BEGIN Exercise data

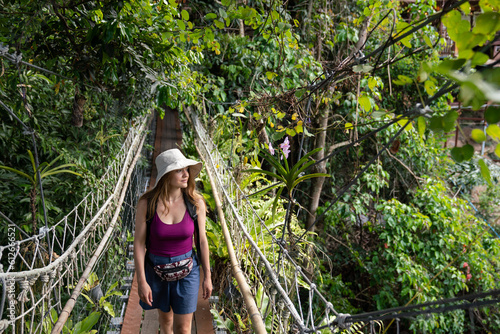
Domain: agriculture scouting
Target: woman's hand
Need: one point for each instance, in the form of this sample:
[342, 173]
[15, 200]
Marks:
[207, 288]
[145, 293]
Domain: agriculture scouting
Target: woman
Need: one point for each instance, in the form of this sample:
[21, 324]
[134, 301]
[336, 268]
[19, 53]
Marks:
[171, 231]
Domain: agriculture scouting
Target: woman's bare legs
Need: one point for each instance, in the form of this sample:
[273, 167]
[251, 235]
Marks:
[171, 323]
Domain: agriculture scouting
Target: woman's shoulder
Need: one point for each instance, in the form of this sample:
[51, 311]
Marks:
[142, 203]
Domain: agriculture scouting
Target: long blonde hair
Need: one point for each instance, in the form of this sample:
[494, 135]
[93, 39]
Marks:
[161, 193]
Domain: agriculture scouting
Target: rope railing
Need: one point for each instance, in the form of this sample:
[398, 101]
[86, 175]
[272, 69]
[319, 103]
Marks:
[38, 276]
[273, 274]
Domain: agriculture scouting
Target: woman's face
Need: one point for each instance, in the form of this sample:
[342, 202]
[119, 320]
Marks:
[179, 178]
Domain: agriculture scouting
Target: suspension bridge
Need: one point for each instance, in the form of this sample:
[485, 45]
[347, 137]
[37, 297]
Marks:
[278, 294]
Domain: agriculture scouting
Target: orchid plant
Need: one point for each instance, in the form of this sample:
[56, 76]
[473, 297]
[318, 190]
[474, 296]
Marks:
[288, 178]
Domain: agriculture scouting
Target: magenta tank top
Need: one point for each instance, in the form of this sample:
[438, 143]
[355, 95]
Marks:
[171, 240]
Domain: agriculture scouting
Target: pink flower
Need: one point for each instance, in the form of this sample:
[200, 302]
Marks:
[285, 146]
[271, 149]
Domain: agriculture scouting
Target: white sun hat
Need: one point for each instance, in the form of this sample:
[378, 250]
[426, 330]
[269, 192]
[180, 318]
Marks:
[173, 159]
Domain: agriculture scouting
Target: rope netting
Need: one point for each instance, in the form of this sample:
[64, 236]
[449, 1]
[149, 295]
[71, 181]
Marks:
[288, 300]
[45, 268]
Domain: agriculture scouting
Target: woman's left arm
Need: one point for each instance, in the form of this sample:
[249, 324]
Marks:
[205, 259]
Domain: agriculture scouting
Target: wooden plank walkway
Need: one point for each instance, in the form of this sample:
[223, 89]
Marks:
[168, 135]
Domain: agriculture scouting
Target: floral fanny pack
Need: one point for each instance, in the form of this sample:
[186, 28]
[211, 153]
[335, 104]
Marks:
[173, 271]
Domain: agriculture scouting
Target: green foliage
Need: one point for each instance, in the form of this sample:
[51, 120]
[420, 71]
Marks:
[287, 177]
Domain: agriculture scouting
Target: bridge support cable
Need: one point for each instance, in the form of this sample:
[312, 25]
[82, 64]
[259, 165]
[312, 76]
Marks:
[63, 317]
[255, 315]
[38, 289]
[258, 249]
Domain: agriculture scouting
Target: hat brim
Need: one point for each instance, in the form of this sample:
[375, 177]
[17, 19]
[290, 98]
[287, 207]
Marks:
[194, 168]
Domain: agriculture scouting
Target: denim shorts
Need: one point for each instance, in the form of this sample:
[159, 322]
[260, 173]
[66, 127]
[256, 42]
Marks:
[181, 296]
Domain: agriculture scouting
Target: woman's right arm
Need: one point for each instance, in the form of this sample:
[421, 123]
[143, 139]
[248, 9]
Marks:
[145, 293]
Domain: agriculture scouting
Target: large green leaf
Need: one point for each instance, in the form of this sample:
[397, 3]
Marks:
[460, 154]
[492, 115]
[86, 324]
[478, 135]
[493, 131]
[485, 171]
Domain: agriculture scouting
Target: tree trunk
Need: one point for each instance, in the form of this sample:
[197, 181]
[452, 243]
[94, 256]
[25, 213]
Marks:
[77, 117]
[33, 210]
[317, 182]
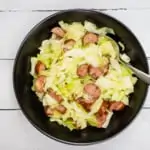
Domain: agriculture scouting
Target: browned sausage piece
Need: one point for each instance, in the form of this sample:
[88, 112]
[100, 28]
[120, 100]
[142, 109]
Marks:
[116, 106]
[53, 94]
[105, 69]
[48, 111]
[101, 116]
[58, 31]
[82, 70]
[90, 38]
[68, 44]
[86, 103]
[39, 84]
[62, 109]
[39, 67]
[95, 72]
[92, 90]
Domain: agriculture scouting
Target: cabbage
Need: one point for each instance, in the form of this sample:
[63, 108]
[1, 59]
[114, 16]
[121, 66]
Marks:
[49, 101]
[61, 74]
[74, 30]
[33, 64]
[125, 58]
[90, 27]
[106, 123]
[118, 84]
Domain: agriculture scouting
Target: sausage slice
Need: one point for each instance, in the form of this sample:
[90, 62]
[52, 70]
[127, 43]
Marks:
[92, 90]
[95, 72]
[116, 106]
[48, 111]
[62, 109]
[39, 67]
[68, 44]
[58, 31]
[53, 94]
[39, 84]
[86, 103]
[82, 70]
[101, 116]
[90, 38]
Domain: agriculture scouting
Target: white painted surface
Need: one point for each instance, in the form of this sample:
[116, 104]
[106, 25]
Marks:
[66, 4]
[17, 18]
[15, 25]
[18, 134]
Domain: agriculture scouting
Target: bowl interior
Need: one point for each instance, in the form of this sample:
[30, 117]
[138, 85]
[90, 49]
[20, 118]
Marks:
[33, 109]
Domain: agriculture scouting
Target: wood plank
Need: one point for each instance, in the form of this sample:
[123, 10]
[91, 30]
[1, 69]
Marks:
[8, 100]
[18, 134]
[15, 25]
[62, 4]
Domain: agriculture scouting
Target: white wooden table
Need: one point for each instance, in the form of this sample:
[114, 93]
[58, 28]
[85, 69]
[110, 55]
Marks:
[17, 17]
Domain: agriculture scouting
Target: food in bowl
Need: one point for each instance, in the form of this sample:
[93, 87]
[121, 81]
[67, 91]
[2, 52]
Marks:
[78, 77]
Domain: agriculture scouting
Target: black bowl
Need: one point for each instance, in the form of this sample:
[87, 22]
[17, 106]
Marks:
[33, 109]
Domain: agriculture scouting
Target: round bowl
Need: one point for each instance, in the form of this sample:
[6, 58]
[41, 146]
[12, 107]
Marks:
[33, 109]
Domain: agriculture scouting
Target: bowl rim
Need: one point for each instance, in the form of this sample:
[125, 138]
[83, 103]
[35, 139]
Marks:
[16, 93]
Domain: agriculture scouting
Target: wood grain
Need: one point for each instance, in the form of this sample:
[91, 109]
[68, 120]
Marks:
[16, 25]
[18, 134]
[63, 4]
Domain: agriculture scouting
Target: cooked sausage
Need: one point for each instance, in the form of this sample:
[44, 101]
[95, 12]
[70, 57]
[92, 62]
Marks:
[86, 103]
[39, 67]
[90, 38]
[92, 90]
[48, 111]
[82, 70]
[105, 69]
[39, 84]
[53, 94]
[116, 106]
[68, 44]
[101, 116]
[62, 109]
[95, 72]
[58, 31]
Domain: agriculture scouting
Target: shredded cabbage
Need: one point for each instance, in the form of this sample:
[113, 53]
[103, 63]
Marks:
[61, 74]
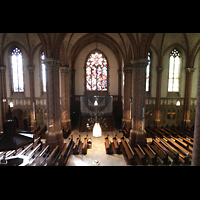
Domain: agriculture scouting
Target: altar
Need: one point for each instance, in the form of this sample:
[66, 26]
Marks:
[105, 105]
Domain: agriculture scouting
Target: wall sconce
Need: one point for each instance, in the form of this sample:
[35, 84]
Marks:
[11, 104]
[178, 103]
[96, 103]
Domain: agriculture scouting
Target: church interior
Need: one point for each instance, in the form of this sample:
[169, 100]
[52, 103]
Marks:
[99, 99]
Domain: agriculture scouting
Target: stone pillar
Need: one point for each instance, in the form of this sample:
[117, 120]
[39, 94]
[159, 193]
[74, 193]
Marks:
[65, 101]
[187, 100]
[138, 133]
[54, 135]
[196, 147]
[31, 69]
[158, 95]
[127, 95]
[3, 91]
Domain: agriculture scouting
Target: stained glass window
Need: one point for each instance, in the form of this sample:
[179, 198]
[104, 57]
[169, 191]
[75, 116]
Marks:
[174, 71]
[148, 71]
[43, 72]
[96, 72]
[17, 70]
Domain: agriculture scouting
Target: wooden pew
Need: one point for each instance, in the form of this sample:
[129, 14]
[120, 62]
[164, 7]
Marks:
[51, 160]
[84, 148]
[141, 156]
[162, 156]
[116, 146]
[127, 151]
[125, 130]
[108, 146]
[41, 132]
[183, 153]
[34, 153]
[151, 155]
[41, 159]
[77, 146]
[173, 154]
[62, 160]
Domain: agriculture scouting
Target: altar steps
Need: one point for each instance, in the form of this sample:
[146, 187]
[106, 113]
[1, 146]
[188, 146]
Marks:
[84, 121]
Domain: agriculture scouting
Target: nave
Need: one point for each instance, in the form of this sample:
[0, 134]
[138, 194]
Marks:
[164, 147]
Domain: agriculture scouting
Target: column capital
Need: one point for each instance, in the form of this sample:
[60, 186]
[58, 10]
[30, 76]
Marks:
[31, 68]
[159, 69]
[139, 63]
[190, 70]
[128, 69]
[2, 68]
[51, 62]
[64, 69]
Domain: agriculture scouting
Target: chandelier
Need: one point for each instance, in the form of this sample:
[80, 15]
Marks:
[96, 121]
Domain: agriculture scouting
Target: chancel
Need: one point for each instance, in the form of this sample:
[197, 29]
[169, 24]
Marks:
[133, 95]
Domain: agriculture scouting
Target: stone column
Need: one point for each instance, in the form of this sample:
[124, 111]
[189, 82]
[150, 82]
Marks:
[158, 95]
[54, 135]
[127, 95]
[31, 69]
[196, 147]
[65, 108]
[187, 100]
[138, 133]
[3, 91]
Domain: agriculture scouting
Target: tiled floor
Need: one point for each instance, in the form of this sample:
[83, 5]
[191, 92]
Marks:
[97, 152]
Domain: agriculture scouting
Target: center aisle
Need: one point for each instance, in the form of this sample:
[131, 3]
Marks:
[97, 152]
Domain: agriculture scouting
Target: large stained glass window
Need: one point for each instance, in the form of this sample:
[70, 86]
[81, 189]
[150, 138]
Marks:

END Exercise data

[Goal of the exercise] Could you reproduce exactly, and only, the lines from the start of the records through the line containing "Target: woman's face", leaving out the pictures?

[Final answer]
Domain: agriculture scouting
Target: woman's hand
Need: one point for each instance, in the form of this sample:
[342, 173]
[15, 200]
Marks:
[207, 288]
[145, 293]
Domain: agriculture scouting
Target: woman
Need: one point for each instance, in the form of this sample:
[21, 324]
[134, 301]
[336, 268]
[19, 53]
Marks:
[171, 231]
Domain: agriculture scouting
Target: woman's bare legs
Need: one point for each instance, in the form of this sample:
[273, 167]
[251, 235]
Marks:
[171, 323]
Domain: agriculture scouting
Target: woman's shoulder
Need: one point for each instance, in the form of this sample:
[51, 311]
Marks:
[142, 203]
Domain: agriculture scouting
Target: long blonde hair
Need: one point for each instance, in the form of this sample:
[494, 135]
[93, 39]
Marks:
[161, 193]
Domain: agriculture scouting
Target: rope railing
Need: one point for each instance, in the form of this sample:
[398, 101]
[86, 175]
[272, 69]
[319, 103]
Marks:
[38, 276]
[273, 274]
Domain: agriculture scouting
Target: woman's face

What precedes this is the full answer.